> [Requirement]: Output each record exactly, with nothing omitted.

> [Records supplied]:
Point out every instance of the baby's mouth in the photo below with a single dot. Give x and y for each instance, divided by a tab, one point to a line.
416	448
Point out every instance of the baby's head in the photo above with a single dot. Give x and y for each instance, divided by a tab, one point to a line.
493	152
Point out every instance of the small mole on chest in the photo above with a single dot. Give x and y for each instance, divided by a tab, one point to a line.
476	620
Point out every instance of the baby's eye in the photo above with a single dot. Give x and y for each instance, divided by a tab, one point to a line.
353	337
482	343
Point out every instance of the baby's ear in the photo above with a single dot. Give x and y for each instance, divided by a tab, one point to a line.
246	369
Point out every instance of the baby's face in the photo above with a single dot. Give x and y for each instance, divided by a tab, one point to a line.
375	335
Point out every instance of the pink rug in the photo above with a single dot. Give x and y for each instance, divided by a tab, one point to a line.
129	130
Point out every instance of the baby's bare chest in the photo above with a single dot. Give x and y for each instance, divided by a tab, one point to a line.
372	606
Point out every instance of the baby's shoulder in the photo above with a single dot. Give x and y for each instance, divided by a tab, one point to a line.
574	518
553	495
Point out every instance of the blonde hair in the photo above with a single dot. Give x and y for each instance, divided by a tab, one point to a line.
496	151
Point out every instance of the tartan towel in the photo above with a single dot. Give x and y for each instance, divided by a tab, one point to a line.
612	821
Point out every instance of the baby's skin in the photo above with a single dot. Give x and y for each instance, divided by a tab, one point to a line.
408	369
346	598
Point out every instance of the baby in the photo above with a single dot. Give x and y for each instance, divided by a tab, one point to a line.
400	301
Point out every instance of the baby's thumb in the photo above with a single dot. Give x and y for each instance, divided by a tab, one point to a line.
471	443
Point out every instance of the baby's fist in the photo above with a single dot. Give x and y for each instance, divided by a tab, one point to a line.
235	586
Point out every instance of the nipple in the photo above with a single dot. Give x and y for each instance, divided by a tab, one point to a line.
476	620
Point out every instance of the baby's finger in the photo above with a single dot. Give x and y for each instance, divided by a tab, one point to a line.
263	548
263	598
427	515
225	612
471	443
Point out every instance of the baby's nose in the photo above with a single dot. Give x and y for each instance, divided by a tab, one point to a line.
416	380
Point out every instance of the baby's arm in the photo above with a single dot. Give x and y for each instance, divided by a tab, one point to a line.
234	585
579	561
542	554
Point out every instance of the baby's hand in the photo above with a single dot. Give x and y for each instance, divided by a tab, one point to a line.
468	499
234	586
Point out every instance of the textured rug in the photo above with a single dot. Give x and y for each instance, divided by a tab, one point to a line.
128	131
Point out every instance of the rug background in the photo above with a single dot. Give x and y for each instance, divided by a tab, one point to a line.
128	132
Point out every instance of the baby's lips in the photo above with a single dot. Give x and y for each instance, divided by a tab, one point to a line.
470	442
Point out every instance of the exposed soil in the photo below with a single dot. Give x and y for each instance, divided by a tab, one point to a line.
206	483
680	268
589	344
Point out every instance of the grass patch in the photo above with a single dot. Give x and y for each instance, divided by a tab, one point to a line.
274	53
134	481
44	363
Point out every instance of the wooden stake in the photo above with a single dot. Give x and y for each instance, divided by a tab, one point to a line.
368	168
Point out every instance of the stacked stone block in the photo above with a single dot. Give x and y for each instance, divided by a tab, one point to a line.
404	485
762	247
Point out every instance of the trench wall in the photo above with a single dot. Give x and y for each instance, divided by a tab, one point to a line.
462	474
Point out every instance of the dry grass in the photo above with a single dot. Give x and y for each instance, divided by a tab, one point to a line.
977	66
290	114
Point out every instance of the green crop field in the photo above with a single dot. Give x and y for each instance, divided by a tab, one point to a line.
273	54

> [Answer]:
Point out every instance of the baby's mouth in the photo below with a single dot. Give x and y for each instance, divided by a tab, one point to a line.
416	448
Point out every instance of the baby's head in the photo above with a single dot. Give x and y for each instance, divided by a tab, one point to a line.
493	152
Point out every instance of the small mole on chest in the photo above with a single dot. Give x and y for each instance, divided by a tab, one point to a line.
476	620
Point out every instance of the baby's eye in the photo above with a single dot. Give x and y for each instance, divided by a tab, one point to a line.
353	337
482	343
Point out every instance of the baby's ear in the photo above with a single dot. Give x and y for each instance, divided by a tab, one point to a line.
246	369
Point out every instance of the baby's face in the photo above with a single dot. Give x and y for each instance, divided by a tab, one point to a line.
375	335
Point out every instance of the pink rug in the photo above with a single dot. Give x and y for each instance, divided by a tab, one point to a line.
129	130
Point out every instance of the baby's bare chest in the photo above with a single dot. Give x and y for each instance, divided by a tab, one point to a line.
372	606
Point out every instance of the baby's shoulder in the photo above with a single dot. Give x and y for each instance, divided by a tab, one point to a line.
574	518
553	495
Point out every instance of the blonde hair in the photo above with a single dot. Give x and y for each instance, divided by a tab, one point to a line.
496	151
Point out every instance of the tartan towel in the photo above with a single dot. Give x and y for each instance, divided by a tab, one point to a line.
612	821
Point out every instance of the baby's skin in the photo above with a single dot. Give x and y for each instance, divided by a tab, one point to a line.
408	369
346	598
Point out every instance of the baby in the photo above with a single dot. Give x and y for each instance, divided by a tab, one point to a line.
400	301
Point out every instance of the baby's thumb in the photo above with a single dot. Give x and y for each instance, divided by a tab, one point to a line.
471	443
Point out every instance of the baby's fist in the photo above with a single dot. Give x and y for each instance, divided by a tab, one point to a line.
235	586
Point out every instance of the nipple in the photo above with a single dot. Give x and y for each instance, divided by a tab, one point to a line.
476	620
Point out every instance of the baby's finger in the photo above with a single dot. Give x and y for each instance, divided by a tab, one point to a line.
263	548
263	598
427	515
225	612
471	443
Point out every instance of the baby's nose in the photo above with a single dot. Give x and y for each instance, divided by a tab, one point to a line.
416	380
Point out every instance of the baby's arm in the photo above with a single dot. Give x and y for each instance, divided by a tab, one point to a line.
234	585
579	561
542	554
Point out every instance of the baby's hand in the photo above with a single dot. Give x and y for each instance, divided by a tab, one point to a line.
468	499
234	586
Point out every instance of the textured rug in the photo above with a single dot. Give x and y for each instance, divided by a tab, one point to a line.
128	131
Point out every instance of the rug background in the photo above with a single dot. Give x and y for each instance, divided by a tab, one point to a line.
128	132
Point out every instance of the baby's lips in the photo above with a single dot. Give x and y for each instance, divided by a tab, one point to a line.
470	442
Point out every instance of the exposed soil in the photo below with a single dot. Give x and y for each instance, divided by a tab, one point to a line.
206	483
680	268
589	344
Point out every instance of the grass patch in the photo above with a single dot. Give x and y for each instance, divided by a tab, one point to a line.
274	53
134	481
44	363
Point out every instance of the wooden stake in the photo above with a single dot. Give x and y for each instance, divided by a tab, one point to a line.
368	168
Point out every instance of the stacked stone block in the photo above with a single dot. Give x and y for each instance, divided by a tab, one point to a line.
404	485
762	247
Point out every instance of the trench wall in the photo above with a single dot. Give x and y for each instance, divided by a tab, one point to a line.
462	474
Point out every instance of the dry grass in the photo above with a single dot. Give x and y for each instance, divided by a tab, one point to a line.
977	66
290	114
Point out every instance of the green crop field in the photo above with a single dot. Give x and y for each instance, divided by a tab, one point to a line.
273	54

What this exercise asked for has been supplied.